### Assignment
Could you return all of the data exactly as given?

### Data section
____________

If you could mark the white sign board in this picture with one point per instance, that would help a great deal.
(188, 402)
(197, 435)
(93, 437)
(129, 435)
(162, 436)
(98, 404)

____________

### Response area
If you could mark the white sign board in this picture with one point per instance, that would help a great deal.
(188, 402)
(197, 435)
(93, 437)
(129, 435)
(162, 436)
(98, 404)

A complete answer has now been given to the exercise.